→ **TASK DIRECTIONS**: Can you rewrite all of the lines below, changing every "sample" to "example" and leaving everything else as it is?

[Start ENTRIES SUPPLIED]

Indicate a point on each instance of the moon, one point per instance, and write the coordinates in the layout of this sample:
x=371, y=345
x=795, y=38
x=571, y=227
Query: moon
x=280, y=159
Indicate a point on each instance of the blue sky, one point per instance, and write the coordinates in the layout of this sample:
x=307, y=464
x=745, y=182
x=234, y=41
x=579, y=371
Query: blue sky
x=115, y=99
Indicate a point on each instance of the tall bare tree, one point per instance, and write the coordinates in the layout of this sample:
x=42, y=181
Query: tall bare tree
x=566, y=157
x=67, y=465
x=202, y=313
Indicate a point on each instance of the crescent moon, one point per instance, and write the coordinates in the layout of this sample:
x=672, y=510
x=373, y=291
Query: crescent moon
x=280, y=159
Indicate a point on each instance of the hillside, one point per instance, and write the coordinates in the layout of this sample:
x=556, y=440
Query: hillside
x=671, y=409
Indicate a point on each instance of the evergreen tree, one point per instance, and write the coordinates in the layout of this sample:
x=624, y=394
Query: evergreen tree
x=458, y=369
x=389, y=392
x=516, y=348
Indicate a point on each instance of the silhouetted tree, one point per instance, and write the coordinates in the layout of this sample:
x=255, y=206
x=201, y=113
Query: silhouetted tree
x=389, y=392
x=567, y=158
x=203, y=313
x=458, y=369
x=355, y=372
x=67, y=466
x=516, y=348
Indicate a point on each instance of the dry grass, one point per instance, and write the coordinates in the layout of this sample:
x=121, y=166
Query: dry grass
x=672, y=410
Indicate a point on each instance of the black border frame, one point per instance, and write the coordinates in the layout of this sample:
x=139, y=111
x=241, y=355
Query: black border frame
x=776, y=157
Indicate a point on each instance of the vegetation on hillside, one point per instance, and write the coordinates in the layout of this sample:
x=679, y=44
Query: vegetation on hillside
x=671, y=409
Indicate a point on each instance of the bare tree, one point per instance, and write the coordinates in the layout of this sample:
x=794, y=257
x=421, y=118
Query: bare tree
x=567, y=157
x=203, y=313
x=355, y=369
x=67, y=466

[End ENTRIES SUPPLIED]

→ **OUTPUT OF THE TASK**:
Indicate a point on each instance of the moon, one point per instance, and write the coordinates in the layout of this example:
x=371, y=345
x=795, y=38
x=571, y=227
Query: moon
x=280, y=159
Indicate a point on each instance of the blue sky, one point per instance, and write the coordinates in the layout of this example:
x=307, y=464
x=745, y=182
x=234, y=41
x=579, y=371
Query: blue sky
x=115, y=99
Indicate a point on each instance of the tall bare tree, one point per instance, and write the coordinates in the layout of this example:
x=42, y=181
Query: tall bare tree
x=566, y=157
x=67, y=465
x=202, y=313
Indicate a point on each instance of the crescent moon, one point per instance, and write the coordinates in the layout of this example:
x=672, y=510
x=373, y=291
Query: crescent moon
x=280, y=159
Indicate a point on each instance of the hillside, one point per instance, and write the coordinates in the layout of this example:
x=556, y=440
Query: hillside
x=671, y=409
Indicate a point on each instance of the evergreen tree, one point per instance, and write the coordinates in the layout of this example:
x=624, y=394
Query: evergreen tree
x=458, y=369
x=389, y=392
x=516, y=348
Indicate a point on each instance of the silhouetted tree, one point per instance, and write the coordinates in the layout of this example:
x=255, y=206
x=201, y=113
Query: silhouetted tree
x=389, y=392
x=567, y=158
x=203, y=313
x=458, y=369
x=355, y=372
x=67, y=466
x=516, y=348
Indicate a point on each instance of the dry grass, one point per instance, and write the coordinates in the layout of this example:
x=121, y=166
Query: dry grass
x=672, y=410
Indicate a point on each instance of the black border frame, one point per instance, and write the coordinates in the layout of this example:
x=139, y=111
x=241, y=355
Query: black border frame
x=776, y=157
Indicate a point on each instance of the vegetation on hillside, one point per instance, and write the coordinates in the layout of this example:
x=679, y=44
Query: vegetation on hillside
x=671, y=409
Indicate a point on each instance of the bare tree, one point per instance, and write the coordinates in the layout of this example:
x=794, y=257
x=421, y=118
Query: bare tree
x=567, y=157
x=203, y=313
x=355, y=369
x=67, y=466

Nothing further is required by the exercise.